== Segment start ==

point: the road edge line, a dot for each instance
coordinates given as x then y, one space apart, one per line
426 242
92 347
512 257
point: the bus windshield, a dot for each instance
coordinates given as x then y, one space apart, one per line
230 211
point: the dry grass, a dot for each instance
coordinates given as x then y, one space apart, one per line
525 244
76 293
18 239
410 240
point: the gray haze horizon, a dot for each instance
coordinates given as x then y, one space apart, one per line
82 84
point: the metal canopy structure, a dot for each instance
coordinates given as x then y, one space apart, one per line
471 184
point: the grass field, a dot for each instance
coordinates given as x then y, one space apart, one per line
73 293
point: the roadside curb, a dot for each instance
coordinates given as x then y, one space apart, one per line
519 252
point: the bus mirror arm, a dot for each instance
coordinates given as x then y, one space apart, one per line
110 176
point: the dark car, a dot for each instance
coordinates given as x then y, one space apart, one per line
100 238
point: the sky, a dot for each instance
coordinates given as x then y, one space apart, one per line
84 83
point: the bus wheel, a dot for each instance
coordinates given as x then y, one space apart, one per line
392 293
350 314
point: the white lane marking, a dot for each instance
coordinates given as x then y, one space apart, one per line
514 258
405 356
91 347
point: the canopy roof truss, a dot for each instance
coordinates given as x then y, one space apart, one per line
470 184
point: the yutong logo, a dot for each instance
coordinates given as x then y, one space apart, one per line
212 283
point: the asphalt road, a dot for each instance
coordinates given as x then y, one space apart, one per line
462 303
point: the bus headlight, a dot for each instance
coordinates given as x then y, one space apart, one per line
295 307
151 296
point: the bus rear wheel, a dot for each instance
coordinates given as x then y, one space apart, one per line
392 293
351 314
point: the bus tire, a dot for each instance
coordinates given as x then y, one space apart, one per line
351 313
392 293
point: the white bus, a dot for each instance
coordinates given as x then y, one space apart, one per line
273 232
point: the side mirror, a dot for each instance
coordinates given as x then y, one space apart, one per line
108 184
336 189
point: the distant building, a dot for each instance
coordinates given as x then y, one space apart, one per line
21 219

== Segment end ==

**YOUR ASSIGNMENT**
In full and without change, transcribe the entries.

**RESULT OF THE EXERCISE**
point: the road edge line, a dot for each instance
coordinates given as x then y, one space apart, one per line
426 242
92 347
512 257
point: the bus windshield, a dot for each instance
coordinates given as x then y, one space apart, one per line
230 211
point: the dry grass, a dot for each instance
coordinates given as x then y, one space apart, one per line
525 244
76 293
18 239
410 240
point: the gray haze horizon, a dot for each instance
coordinates given as x then y, one space apart, one per line
82 84
point: the metal canopy structure, a dot for each instance
coordinates given as x then y, one space apart, one per line
471 184
point: the grass field, a dot for each instance
coordinates given as x then y, one space apart, one per line
73 293
point: the roadside curb, a dot for each instance
coordinates given as x then y, one space apart, one per line
519 252
point: the bus mirror arm, a dot for each instance
coordinates given as x then y, one space apart, one per line
110 176
point: the dark car, a dot for each instance
coordinates given as x then y, one space apart, one per line
100 238
point: the sky, a dot for each instance
coordinates given as x then y, one space apart, one per line
84 83
point: the bus wheel, a dot for each instance
coordinates given as x then y, one space apart, one per line
392 293
350 314
point: the white lane marking, a dot for each instance
coordinates given as x then y, one space apart, one per line
514 258
405 356
91 347
point: the canopy roof truss, a dot for each instance
coordinates given as x then y, one space apart, one per line
470 184
point: the yutong logo, a dot for each instance
coordinates given as x then y, one space apart, one per line
212 283
point: the asphalt road, a dot for each instance
coordinates given as x then y, one space apart, one per line
462 303
point: the bus headlight, a dot for each instance
coordinates given as x then y, one space apart, one per line
295 307
151 296
point: the bus rear wheel, a dot for each instance
coordinates given as x then y, one space apart, one per line
392 293
351 314
point: the bus tire, a dot for each instance
coordinates given as x then y, one space apart, one per line
351 313
392 293
point: the white bus, a dot for each instance
coordinates given as x then y, one space apart, one per line
273 232
point: the side mirror, a dot for each instance
coordinates given as x then y, one space apart, one per line
108 184
336 189
point: the distant building, a dot for each instance
coordinates given as x then y, one space apart, one per line
21 219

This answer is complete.